* Begin DATA IN THIS EXERCISE *

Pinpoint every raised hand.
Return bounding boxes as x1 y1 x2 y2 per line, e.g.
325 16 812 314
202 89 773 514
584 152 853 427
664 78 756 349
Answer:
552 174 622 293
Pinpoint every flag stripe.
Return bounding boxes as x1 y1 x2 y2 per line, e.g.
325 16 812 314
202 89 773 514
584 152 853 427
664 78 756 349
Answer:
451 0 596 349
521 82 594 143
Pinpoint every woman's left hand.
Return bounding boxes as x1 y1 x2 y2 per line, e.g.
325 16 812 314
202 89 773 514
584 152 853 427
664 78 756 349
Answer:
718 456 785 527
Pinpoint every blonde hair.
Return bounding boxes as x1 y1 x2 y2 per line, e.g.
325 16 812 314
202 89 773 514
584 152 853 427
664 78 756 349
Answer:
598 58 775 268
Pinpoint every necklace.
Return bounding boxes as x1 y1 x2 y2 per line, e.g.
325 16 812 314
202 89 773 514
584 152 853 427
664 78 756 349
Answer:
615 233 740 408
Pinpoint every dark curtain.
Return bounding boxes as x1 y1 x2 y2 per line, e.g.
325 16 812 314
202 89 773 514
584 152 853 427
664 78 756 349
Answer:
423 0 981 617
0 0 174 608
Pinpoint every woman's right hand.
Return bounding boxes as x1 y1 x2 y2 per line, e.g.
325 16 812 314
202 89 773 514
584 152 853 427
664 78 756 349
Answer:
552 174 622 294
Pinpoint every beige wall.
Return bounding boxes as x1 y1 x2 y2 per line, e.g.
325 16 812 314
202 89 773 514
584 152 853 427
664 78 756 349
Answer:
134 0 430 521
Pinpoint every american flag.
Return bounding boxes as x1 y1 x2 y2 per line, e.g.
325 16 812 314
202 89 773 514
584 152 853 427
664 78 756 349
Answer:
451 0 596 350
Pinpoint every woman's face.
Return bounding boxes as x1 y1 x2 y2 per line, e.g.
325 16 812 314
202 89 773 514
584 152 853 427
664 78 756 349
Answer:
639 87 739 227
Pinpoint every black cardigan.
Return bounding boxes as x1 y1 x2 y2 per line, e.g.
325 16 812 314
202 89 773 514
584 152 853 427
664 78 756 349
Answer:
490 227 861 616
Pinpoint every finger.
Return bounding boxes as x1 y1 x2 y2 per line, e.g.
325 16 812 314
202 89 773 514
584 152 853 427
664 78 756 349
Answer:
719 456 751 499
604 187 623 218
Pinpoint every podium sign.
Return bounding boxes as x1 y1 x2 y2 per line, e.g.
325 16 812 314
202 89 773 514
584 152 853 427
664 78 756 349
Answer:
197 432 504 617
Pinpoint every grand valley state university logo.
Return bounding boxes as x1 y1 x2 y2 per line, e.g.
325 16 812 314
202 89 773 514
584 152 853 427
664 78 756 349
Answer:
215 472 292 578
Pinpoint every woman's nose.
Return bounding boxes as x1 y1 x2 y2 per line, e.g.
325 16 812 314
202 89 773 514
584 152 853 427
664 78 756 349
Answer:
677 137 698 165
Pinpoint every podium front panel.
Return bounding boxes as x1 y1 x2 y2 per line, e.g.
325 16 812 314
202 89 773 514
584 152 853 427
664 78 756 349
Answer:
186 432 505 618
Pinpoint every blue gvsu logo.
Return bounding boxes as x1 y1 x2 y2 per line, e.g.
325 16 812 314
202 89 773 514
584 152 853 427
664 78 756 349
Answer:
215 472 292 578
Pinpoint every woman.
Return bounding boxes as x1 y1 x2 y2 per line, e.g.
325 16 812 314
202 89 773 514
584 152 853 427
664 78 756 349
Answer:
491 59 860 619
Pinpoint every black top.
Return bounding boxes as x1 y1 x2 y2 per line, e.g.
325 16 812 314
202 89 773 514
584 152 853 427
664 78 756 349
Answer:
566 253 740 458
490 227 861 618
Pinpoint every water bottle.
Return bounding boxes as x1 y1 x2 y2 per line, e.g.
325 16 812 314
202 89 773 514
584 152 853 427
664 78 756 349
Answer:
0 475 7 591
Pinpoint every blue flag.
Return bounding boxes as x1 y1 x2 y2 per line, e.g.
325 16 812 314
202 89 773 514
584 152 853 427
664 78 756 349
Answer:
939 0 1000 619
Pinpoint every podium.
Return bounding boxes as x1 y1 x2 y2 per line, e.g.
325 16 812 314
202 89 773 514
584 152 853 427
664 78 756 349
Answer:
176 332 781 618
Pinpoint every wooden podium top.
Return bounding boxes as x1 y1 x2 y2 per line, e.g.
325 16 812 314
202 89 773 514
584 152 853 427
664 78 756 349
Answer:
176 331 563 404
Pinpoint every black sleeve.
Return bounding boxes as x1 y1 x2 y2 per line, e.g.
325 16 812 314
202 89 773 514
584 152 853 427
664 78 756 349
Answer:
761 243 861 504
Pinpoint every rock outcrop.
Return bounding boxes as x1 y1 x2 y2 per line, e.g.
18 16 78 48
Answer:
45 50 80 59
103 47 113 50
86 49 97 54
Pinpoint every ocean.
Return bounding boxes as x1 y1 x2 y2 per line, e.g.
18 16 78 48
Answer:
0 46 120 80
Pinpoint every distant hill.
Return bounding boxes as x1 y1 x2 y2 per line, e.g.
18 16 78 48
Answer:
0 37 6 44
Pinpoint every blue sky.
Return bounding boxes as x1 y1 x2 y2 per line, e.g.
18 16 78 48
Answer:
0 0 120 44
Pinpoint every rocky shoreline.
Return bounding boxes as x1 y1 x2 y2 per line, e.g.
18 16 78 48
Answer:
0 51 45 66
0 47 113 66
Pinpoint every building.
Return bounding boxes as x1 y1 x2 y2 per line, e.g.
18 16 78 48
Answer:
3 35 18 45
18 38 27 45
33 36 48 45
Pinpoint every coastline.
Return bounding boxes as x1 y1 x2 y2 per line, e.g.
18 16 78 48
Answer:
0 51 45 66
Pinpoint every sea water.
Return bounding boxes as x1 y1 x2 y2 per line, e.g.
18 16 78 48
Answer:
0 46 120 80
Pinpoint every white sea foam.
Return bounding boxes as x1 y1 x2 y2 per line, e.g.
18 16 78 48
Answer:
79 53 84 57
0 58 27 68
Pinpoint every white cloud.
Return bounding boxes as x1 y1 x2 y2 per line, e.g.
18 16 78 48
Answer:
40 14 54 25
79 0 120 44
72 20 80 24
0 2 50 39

* End DATA IN THIS EXERCISE *

Identify every line in the data above that contains the word "white", and copy each such line in full.

_ANSWER TO THIS PROBLEM_
Pinpoint every white sea foam.
Pinpoint every white cloud.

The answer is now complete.